Detection examples:
######
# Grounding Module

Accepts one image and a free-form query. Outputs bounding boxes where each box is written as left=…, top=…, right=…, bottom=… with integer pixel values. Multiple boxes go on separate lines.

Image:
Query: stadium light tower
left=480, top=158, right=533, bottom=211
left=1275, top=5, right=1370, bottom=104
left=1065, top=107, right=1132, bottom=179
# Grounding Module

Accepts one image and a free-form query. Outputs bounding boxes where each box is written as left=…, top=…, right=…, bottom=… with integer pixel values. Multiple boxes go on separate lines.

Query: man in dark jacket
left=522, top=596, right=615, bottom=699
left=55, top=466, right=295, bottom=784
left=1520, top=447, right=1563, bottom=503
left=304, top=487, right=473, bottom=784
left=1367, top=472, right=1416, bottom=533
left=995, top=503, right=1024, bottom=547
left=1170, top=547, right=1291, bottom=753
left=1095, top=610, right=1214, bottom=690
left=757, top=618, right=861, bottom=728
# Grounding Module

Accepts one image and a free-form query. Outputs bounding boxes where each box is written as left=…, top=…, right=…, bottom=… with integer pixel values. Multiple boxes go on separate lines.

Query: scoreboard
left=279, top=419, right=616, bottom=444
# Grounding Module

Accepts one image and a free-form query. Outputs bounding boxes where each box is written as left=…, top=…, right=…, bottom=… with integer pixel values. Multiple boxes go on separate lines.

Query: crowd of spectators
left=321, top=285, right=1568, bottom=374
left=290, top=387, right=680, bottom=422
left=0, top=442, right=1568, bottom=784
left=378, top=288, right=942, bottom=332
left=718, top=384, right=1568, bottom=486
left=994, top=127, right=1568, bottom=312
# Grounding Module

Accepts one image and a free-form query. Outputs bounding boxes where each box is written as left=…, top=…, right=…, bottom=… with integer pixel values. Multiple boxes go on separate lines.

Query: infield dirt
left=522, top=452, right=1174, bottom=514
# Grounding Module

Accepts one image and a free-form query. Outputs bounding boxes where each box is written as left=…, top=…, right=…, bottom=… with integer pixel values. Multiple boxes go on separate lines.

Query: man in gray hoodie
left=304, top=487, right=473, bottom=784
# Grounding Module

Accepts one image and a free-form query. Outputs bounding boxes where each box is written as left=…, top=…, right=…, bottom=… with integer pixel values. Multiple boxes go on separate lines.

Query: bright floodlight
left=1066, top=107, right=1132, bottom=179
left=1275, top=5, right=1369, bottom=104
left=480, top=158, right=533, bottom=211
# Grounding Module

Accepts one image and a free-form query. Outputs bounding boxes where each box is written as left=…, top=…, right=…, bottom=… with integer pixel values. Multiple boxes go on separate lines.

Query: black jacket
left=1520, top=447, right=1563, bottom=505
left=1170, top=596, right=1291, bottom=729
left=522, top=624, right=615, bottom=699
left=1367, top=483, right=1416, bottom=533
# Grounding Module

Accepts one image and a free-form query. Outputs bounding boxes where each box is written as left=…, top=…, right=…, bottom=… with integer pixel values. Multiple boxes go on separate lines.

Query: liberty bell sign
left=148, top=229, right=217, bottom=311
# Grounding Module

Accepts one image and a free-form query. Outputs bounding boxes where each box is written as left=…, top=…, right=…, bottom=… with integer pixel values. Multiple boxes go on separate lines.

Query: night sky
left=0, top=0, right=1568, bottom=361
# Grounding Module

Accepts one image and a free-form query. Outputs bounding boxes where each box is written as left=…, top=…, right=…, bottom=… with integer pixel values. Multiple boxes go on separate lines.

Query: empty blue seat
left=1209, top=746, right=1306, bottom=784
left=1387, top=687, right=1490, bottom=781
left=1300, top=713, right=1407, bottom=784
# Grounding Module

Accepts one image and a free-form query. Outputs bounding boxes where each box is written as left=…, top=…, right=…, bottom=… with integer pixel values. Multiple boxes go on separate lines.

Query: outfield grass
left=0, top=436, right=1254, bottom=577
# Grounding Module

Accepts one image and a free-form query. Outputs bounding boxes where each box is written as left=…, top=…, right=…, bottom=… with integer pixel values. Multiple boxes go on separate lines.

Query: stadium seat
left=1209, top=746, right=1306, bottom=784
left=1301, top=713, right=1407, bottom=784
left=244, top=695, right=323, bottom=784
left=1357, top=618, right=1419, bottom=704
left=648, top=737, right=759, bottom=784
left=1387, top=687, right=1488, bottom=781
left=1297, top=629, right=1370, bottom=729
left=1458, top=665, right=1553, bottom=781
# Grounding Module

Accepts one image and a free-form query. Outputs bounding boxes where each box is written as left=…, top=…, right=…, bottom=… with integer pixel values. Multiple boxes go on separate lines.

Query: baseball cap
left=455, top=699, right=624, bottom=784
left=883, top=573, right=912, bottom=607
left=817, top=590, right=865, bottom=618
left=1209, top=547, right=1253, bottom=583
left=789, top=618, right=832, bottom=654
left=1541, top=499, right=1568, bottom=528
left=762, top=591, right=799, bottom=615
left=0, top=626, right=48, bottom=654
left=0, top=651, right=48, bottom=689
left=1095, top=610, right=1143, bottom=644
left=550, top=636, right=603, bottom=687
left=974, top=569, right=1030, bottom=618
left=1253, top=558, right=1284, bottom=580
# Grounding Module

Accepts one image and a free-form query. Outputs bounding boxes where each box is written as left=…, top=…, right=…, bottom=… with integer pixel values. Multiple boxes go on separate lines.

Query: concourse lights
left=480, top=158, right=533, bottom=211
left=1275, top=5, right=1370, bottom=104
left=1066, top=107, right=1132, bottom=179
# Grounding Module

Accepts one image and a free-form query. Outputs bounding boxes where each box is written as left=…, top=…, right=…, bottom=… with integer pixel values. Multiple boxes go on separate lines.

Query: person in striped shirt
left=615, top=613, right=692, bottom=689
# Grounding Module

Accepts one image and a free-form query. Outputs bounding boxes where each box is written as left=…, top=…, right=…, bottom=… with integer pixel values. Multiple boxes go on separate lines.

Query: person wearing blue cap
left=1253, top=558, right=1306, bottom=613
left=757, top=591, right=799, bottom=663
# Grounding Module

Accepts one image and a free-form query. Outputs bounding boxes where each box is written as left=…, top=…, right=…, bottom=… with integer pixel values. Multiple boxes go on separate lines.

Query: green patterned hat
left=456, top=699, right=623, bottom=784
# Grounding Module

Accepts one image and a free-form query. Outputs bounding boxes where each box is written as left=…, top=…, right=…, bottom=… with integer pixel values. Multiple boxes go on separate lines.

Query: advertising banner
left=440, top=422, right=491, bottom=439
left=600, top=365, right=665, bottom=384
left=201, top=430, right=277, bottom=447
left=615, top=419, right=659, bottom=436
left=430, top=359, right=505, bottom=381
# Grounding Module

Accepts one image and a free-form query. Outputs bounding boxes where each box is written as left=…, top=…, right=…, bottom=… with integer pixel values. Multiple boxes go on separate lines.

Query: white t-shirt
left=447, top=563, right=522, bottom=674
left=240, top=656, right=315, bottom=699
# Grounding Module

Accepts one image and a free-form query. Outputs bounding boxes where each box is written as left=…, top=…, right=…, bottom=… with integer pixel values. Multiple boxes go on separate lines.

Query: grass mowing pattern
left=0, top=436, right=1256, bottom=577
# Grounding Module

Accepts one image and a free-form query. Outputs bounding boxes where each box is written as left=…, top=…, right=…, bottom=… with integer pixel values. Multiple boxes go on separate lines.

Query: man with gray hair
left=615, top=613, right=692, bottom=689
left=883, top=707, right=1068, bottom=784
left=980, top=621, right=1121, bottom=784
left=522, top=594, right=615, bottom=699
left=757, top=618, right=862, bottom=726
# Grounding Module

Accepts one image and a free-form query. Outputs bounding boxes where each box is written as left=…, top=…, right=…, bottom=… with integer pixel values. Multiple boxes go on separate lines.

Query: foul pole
######
Short exercise: Copy out every line of the records above word for word.

Written answer:
# Grounding Module

Accepts one image and a free-form query. Outputs bounding boxes where each box is written as left=…, top=…, right=…, bottom=… with integer pixel values. Multiple boxes go on separate lines.

Image:
Query: stadium light tower
left=480, top=158, right=533, bottom=211
left=1275, top=5, right=1370, bottom=104
left=1065, top=107, right=1132, bottom=179
# Grounding Module

Accepts one image and a free-form query. Outputs bounding boxes where each box is written as left=…, top=…, right=…, bottom=… with integer pixel values. Multiple boxes go on separate lines.

Query: man in dark jacket
left=522, top=596, right=615, bottom=699
left=55, top=466, right=295, bottom=784
left=1520, top=447, right=1563, bottom=503
left=304, top=487, right=473, bottom=784
left=1367, top=472, right=1416, bottom=533
left=995, top=503, right=1024, bottom=547
left=1170, top=547, right=1291, bottom=753
left=1095, top=610, right=1214, bottom=690
left=757, top=618, right=861, bottom=728
# Grounding Module

Accepts one image and a free-form query. Outputs bounding boxes where each box is written as left=…, top=…, right=…, bottom=… with integer pixel values. Multiple boxes go on separate lines.

Query: scoreboard
left=279, top=419, right=616, bottom=444
# Grounding Module

Accepts one image and a free-form query. Outputs bounding boxes where each box is written as left=…, top=…, right=…, bottom=… with integer pixel values. Multiple boxes go on separate lines.

Query: crowd of spectators
left=321, top=285, right=1568, bottom=374
left=290, top=387, right=680, bottom=422
left=0, top=442, right=1568, bottom=784
left=378, top=288, right=942, bottom=332
left=718, top=384, right=1568, bottom=486
left=994, top=127, right=1568, bottom=312
# Grounding Module

Accepts one image and a free-form query. Outputs bounding boxes where each box is written as left=…, top=…, right=…, bottom=… with integer pixel values. Multiple boxes go on separate lines.

Query: infield dirt
left=522, top=452, right=1174, bottom=514
# Grounding Module

Accepts one image and a free-form query. Outputs bounding boxes where each box is written as left=…, top=…, right=…, bottom=… with integer pixel values. Multiple boxes go on separate lines.

Query: man in gray hoodie
left=304, top=487, right=473, bottom=784
# Grounding Module

Accepts one image and a free-form query. Outputs bounding boxes where each box is written as left=…, top=…, right=…, bottom=… with integer pixel values. Multiple boxes go on separate lines.

Query: bright floodlight
left=1066, top=107, right=1132, bottom=179
left=1275, top=5, right=1369, bottom=104
left=480, top=158, right=533, bottom=211
# Grounding Module

Accepts one image and a free-form query. Outputs bounding boxes where each box is written as left=…, top=…, right=…, bottom=… with integer pixel values. Multiple boxes go on separate lines.

Query: black jacket
left=1520, top=447, right=1563, bottom=505
left=1170, top=596, right=1291, bottom=729
left=522, top=624, right=615, bottom=699
left=1367, top=483, right=1416, bottom=533
# Grounding Module

Accepts one image and a free-form query. Outputs bounding boxes where each box is written as left=…, top=…, right=…, bottom=… with integer pixel values. Multiple boxes go on separate lines.

Query: liberty bell sign
left=148, top=229, right=217, bottom=311
# Grounding Module

Accepts one image and a free-form query. Outputs bounding boxes where each box is written as left=…, top=…, right=…, bottom=… with integer pixel values. Multiple boxes go on separate lines.

Query: night sky
left=0, top=0, right=1568, bottom=361
# Grounding Module

Accepts one image and a free-form query. Outputs bounding boxes where each box is written as left=…, top=…, right=…, bottom=… with integer pixel values. Multiple boxes go on separate lines.

Query: empty blue seat
left=1209, top=746, right=1306, bottom=784
left=1387, top=687, right=1490, bottom=781
left=1300, top=713, right=1407, bottom=784
# Grounding Module

Accepts one image and a free-form query. Outputs bounding boxes where each box is written as left=…, top=…, right=…, bottom=… with integer pixel values. Multiple boxes go on separate lines.

Query: outfield grass
left=0, top=436, right=1254, bottom=577
# Grounding Module

Accepts one image and a free-form query. Outputs bounding boxes where each box is written as left=…, top=…, right=…, bottom=… with integer pixel values. Multiple boxes go on separate lines.

Query: stadium seat
left=1209, top=746, right=1306, bottom=784
left=1301, top=713, right=1407, bottom=784
left=244, top=695, right=323, bottom=784
left=1357, top=618, right=1419, bottom=704
left=648, top=737, right=759, bottom=784
left=1387, top=687, right=1488, bottom=781
left=1297, top=629, right=1370, bottom=729
left=1458, top=665, right=1553, bottom=781
# Grounding Module

Accepts one image and a free-form query. Outputs bounding boxes where each box is written as left=…, top=…, right=…, bottom=… with integer pixel values. Multiple boxes go on separate lines.

Query: baseball cap
left=455, top=699, right=624, bottom=784
left=883, top=573, right=912, bottom=607
left=817, top=590, right=865, bottom=618
left=1209, top=547, right=1253, bottom=583
left=789, top=618, right=832, bottom=654
left=1541, top=499, right=1568, bottom=528
left=762, top=591, right=799, bottom=615
left=0, top=626, right=48, bottom=654
left=0, top=651, right=48, bottom=689
left=1095, top=610, right=1143, bottom=644
left=550, top=636, right=603, bottom=687
left=974, top=569, right=1030, bottom=618
left=1253, top=558, right=1284, bottom=580
# Grounding Module

Accepts one image and a free-form query. Outputs bounding boxes where each box is written as left=…, top=…, right=…, bottom=… with integer pixel values. Multiple boxes go on separate lines.

Query: concourse lights
left=480, top=158, right=533, bottom=211
left=1275, top=5, right=1370, bottom=104
left=1066, top=107, right=1132, bottom=179
# Grounding Module

Accepts one image and a free-form query. Outputs bounding boxes where each box is written as left=…, top=…, right=…, bottom=… with integer pixel values. Multiple boxes go on separate lines.

Query: person in striped shirt
left=615, top=613, right=692, bottom=689
# Grounding Module

Accepts one image and a free-form query. Outputs bounding boxes where each box is written as left=…, top=…, right=…, bottom=… with integer pixel values. Multiple boxes go on separate lines.

Query: person wearing blue cap
left=1253, top=558, right=1306, bottom=613
left=757, top=591, right=799, bottom=663
# Grounding Module

Accepts one image and a free-form query. Outputs bounding boxes where each box is written as left=…, top=…, right=…, bottom=… with integer pixel values. Multiple boxes go on separate lines.

Query: green patterned hat
left=456, top=699, right=623, bottom=784
# Grounding Module

Accepts one image and a free-form query. Outputs bounding boxes where each box is written as left=…, top=…, right=…, bottom=… with integer pixel values. Multiple boxes go on separate lines.

Query: advertising banner
left=440, top=422, right=491, bottom=439
left=600, top=365, right=665, bottom=384
left=201, top=430, right=277, bottom=447
left=615, top=419, right=659, bottom=436
left=430, top=359, right=505, bottom=381
# Grounding Module

Accepts one image and a free-form query. Outputs bounding boxes where each box is written as left=…, top=…, right=…, bottom=… with integer pixel values. Multiple boxes go on separate lines.

Query: white t-shirt
left=447, top=563, right=522, bottom=674
left=240, top=656, right=315, bottom=699
# Grounding Module

Accepts one image and a free-form query. Outputs bounding boxes where each box is written as left=…, top=…, right=…, bottom=… with integer pixel values. Multiple boxes go on separate lines.

Query: grass mowing pattern
left=0, top=436, right=1256, bottom=577
# Grounding Module

Accepts one image and a free-form query. Outputs bounding boxes where each box is written as left=…, top=…, right=…, bottom=… with integer pixel values. Multiple boxes go on separate lines.

Query: man with gray hair
left=615, top=613, right=692, bottom=689
left=883, top=707, right=1068, bottom=784
left=980, top=621, right=1121, bottom=784
left=522, top=594, right=615, bottom=699
left=757, top=618, right=862, bottom=726
# Grounding Module

Accepts one image and a free-form query. Outputs bounding boxes where each box is written as left=…, top=…, right=…, bottom=… with integer pixel values. Multiple boxes go on separate lines.

Query: foul pole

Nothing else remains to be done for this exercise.